LLM series - Pathlight: Why good AI starts with infrastructure

This is a guest post for the Computer Weekly Developer Network written by Trey Doig in his position as co-founder and CEO at conversational intelligence company Pathlight

Keen to address the fact that no real standards or infrastructure exist when building with LLMs, Doig suggests that so every developer has to essentially build from scratch… so where does that leave us?

Doig writes as follows…

Every developer today is eager to harness the power of Large Language Models (LLMs), yet many embark on this journey without a clear understanding of what it entails.

Diving into the world of LLMs demands a substantial level of technical expertise. Building and fine-tuning these models requires a deep understanding of natural language processing (NLP), machine learning (ML) and data handling.

Beyond talent, the technical hurdles cannot be overstated. First, let’s remember that the technical infrastructure to build and maintain LLMs is non-existent. The computational resources required for training and fine-tuning LLMs can be bank-breaking, especially for startups. It’s no secret that compute power is not cheap and securing access to powerful Graphical Processing Units (GPUs), which are essential for accelerating the training process, remains a challenge.

Then, there are the safety and security implications. LLMs, if not carefully trained and monitored, can generate harmful or biased content, which can have severe consequences. Ensuring the ethical and responsible use of LLMs is an ongoing challenge that developers must address.

Too many choices

I’ll get straight to the point. In the world of LLMs, model choice has exploded. It’s been pretty much exactly a year since the OpenAI model GPT-4 was made publicly available and we’re now flooded with every kind of model imaginable spanning the worlds of both proprietary and open source software. Names here include Llama2, Mistral, Claude, Falcon 40B – the list is long.

__Required work__:
Write the next part of the guest post on AI infrastructure, beginning right after its final sentence.

Natural-language object grounding data:
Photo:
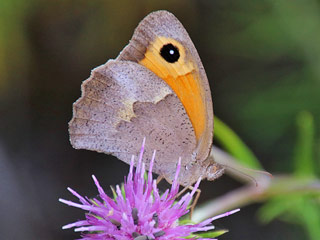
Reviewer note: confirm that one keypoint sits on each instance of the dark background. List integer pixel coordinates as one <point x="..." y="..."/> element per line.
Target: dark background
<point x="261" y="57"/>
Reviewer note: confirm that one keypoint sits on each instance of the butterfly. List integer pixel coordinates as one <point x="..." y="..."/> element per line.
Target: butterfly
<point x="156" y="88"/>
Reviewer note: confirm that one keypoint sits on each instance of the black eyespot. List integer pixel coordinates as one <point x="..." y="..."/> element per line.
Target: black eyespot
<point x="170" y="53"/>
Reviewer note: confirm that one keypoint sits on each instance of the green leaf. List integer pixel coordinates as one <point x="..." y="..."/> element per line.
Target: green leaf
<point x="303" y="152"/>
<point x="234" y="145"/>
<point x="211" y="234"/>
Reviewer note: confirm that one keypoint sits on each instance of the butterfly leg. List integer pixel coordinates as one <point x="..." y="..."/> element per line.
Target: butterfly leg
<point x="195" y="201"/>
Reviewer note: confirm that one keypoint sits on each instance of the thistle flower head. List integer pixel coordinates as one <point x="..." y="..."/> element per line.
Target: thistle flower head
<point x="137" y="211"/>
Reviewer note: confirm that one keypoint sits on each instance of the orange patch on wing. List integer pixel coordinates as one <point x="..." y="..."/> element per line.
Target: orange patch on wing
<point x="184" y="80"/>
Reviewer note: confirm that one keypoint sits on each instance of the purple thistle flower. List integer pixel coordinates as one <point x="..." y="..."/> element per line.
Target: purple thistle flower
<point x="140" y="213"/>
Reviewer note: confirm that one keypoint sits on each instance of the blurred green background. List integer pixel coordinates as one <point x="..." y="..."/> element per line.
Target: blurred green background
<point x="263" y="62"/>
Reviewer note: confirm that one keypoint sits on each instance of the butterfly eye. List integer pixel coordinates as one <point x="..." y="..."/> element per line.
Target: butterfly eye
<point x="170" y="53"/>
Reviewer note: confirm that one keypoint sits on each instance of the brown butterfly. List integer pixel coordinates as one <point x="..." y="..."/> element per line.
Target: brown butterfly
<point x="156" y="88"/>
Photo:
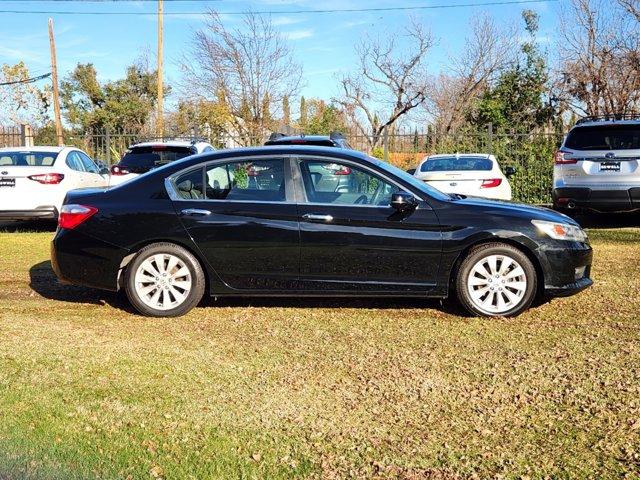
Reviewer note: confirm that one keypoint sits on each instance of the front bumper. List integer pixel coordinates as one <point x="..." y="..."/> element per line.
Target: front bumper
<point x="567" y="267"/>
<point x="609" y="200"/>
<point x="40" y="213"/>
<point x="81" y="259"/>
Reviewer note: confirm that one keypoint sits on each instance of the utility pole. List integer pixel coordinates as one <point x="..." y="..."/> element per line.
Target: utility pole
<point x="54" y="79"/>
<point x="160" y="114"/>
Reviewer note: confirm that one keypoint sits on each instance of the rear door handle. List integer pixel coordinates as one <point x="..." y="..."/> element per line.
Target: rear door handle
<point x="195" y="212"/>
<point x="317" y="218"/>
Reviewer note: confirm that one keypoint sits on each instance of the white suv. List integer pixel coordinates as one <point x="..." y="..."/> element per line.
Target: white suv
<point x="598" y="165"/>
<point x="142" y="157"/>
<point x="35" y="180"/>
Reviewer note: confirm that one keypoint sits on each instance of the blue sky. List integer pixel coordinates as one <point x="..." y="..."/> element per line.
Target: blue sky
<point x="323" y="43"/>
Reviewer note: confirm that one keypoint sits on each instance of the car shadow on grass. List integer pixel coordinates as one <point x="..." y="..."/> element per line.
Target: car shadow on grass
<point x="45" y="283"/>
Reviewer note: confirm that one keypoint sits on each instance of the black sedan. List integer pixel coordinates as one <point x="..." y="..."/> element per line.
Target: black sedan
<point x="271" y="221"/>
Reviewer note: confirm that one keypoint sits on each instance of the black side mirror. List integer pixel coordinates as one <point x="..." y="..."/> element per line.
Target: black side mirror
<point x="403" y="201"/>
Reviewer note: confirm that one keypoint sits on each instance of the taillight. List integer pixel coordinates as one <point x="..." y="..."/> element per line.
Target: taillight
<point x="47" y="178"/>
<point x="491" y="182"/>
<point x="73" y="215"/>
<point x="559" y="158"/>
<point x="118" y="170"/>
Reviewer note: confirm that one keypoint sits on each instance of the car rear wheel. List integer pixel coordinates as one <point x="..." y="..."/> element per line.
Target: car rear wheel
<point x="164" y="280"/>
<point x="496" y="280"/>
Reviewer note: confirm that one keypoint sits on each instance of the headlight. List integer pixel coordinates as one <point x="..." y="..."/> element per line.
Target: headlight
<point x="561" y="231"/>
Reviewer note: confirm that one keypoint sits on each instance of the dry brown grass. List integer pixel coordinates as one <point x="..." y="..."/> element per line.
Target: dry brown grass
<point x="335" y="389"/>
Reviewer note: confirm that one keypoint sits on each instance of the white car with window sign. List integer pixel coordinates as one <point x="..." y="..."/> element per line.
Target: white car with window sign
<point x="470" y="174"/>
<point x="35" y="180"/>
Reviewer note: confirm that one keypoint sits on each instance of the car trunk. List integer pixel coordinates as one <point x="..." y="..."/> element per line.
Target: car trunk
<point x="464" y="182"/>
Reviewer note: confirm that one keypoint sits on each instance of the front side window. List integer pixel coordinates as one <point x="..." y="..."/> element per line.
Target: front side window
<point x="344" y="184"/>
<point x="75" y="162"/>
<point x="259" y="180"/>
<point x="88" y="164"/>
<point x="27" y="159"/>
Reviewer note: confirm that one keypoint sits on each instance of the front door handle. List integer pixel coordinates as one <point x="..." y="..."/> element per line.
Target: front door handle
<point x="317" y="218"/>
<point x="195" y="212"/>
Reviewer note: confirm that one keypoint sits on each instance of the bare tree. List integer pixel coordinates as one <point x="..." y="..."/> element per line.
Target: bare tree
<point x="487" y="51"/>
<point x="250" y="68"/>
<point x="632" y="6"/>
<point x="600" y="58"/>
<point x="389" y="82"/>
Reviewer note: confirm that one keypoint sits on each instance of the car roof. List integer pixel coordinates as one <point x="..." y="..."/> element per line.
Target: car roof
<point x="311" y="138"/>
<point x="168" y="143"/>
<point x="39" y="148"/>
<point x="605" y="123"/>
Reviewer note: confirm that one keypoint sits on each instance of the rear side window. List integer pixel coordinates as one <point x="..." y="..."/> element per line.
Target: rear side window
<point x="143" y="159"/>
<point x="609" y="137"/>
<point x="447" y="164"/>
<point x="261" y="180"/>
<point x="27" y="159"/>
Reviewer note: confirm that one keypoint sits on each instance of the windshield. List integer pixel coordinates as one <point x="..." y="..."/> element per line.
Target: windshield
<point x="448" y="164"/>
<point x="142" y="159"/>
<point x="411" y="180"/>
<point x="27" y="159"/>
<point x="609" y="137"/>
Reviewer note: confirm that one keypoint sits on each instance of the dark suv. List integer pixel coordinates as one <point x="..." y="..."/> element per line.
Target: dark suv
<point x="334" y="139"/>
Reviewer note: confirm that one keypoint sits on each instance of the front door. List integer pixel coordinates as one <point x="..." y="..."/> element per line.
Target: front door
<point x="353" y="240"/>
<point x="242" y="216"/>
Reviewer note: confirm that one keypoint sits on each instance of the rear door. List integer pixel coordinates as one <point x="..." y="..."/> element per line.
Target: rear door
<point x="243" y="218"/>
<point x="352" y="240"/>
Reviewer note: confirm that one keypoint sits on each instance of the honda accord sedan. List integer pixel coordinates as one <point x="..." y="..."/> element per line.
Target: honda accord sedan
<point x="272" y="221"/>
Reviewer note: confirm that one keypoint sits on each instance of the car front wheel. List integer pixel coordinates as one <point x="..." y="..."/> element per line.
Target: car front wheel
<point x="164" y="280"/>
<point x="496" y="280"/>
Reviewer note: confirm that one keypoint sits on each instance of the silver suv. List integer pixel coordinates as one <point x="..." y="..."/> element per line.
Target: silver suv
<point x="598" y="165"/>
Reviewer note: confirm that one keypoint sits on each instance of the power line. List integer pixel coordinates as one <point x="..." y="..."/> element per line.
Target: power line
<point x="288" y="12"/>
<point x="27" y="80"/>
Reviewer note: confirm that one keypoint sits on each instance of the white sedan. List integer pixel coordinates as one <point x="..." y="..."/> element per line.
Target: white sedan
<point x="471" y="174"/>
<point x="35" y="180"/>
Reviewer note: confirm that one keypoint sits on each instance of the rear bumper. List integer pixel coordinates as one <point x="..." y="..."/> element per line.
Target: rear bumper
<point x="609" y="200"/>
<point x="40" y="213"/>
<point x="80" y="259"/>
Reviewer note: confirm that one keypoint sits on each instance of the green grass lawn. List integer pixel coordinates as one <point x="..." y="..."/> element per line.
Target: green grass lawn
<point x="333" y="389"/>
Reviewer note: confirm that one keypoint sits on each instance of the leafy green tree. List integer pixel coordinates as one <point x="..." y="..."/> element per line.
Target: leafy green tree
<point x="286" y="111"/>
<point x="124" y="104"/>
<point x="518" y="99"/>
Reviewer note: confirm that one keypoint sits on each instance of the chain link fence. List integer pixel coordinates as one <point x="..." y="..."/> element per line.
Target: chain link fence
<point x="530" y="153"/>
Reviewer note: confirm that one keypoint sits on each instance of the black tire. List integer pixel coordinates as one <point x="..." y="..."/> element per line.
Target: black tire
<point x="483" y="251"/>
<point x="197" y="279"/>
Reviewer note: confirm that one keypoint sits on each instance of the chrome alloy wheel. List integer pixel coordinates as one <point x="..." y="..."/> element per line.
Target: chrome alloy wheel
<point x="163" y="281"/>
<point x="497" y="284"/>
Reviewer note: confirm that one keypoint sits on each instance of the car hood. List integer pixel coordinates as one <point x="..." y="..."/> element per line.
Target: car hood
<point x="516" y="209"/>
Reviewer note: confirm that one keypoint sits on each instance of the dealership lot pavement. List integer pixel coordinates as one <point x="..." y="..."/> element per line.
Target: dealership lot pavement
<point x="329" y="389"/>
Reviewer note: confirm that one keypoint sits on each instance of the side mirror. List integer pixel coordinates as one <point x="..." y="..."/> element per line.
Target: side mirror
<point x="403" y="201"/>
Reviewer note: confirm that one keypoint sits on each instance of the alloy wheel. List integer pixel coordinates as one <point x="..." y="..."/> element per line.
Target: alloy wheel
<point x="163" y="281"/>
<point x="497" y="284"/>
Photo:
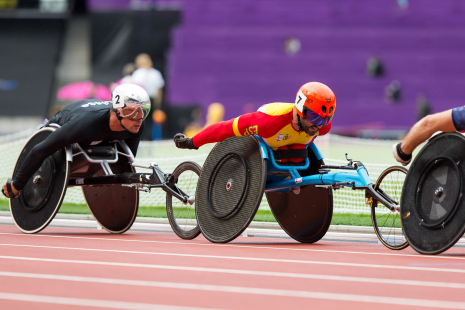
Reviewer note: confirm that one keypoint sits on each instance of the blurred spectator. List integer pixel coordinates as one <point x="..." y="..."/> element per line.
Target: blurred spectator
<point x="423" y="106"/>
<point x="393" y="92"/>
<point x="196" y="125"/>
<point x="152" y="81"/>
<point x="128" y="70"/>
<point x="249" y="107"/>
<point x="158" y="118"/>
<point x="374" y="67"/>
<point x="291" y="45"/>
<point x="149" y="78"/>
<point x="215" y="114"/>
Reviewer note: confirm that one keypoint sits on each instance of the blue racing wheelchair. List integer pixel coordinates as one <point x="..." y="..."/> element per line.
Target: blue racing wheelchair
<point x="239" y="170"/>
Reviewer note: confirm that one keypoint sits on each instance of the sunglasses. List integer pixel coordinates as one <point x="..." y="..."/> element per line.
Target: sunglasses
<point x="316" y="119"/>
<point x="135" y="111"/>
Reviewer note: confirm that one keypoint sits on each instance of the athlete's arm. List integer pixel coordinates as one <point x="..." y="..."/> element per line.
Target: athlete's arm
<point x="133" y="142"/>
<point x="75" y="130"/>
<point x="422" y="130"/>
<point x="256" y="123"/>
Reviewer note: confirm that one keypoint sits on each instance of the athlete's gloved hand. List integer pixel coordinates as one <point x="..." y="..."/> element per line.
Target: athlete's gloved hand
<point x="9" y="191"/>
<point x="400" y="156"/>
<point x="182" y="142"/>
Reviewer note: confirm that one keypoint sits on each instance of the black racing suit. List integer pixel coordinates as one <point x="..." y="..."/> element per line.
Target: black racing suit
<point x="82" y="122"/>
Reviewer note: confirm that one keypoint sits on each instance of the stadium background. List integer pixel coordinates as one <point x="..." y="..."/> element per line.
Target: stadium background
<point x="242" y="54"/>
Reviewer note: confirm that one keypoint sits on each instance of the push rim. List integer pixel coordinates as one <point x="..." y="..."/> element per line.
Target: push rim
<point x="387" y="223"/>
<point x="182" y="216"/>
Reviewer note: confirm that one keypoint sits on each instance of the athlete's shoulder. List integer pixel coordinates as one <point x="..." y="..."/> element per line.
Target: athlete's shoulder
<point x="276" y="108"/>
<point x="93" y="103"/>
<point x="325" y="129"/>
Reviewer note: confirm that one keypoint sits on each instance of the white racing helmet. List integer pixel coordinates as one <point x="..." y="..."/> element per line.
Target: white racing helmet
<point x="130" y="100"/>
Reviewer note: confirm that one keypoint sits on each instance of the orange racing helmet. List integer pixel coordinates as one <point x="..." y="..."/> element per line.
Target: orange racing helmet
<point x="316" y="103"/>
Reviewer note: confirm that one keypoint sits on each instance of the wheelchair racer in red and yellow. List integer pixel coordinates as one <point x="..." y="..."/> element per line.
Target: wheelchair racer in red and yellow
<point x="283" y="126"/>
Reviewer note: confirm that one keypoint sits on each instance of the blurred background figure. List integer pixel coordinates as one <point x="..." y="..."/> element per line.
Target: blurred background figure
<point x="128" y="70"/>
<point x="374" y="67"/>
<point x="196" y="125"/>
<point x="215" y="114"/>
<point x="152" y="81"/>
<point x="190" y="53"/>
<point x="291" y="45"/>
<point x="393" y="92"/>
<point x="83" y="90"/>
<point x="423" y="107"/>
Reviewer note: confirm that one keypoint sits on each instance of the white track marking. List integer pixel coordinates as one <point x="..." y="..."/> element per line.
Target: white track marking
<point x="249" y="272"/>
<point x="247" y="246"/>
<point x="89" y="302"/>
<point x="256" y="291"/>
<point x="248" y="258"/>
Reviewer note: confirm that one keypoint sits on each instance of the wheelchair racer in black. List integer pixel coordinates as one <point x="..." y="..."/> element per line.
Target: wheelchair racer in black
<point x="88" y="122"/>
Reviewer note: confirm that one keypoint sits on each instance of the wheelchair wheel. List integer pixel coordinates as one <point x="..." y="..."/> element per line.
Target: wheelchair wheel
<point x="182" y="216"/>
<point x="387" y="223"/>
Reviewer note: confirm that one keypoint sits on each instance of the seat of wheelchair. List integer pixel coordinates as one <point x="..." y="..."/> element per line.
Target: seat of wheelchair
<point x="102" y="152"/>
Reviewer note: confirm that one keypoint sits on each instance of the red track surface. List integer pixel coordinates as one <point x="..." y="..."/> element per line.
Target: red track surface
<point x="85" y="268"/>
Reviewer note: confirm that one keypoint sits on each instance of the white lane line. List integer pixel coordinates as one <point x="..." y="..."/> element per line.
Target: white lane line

__Response for this exercise__:
Each of those models has varying limitations in terms of scale, rate and performance. Given rate limitations (cloud networks and all computer systems for that matter have a maximum rate at which they can function and process workloads), real-time or high-throughput applications often face challenges in handling processing delays, for example. Even the trust and safety mechanisms baked into the models can sometimes contribute to the unpredictability of results, especially as the hosted foundational models out there are being regularly updated behind the scenes.

Pathlight co-founder Trey Doig: With his dog.

The reality is that for any application that is making use of LLMs in the enterprise, IT teams cannot be reliant on any one hosted model due to the constraints of limited throughput via rate limits no matter how much you are willing to spend.

On top of that, a diverse mixture of model backends, especially across highly specific use cases, will produce a customer experience that is far too unpredictable and especially unreliable for the purpose of data analysis (which is, after all, the primary use case for LLMs as we stand today).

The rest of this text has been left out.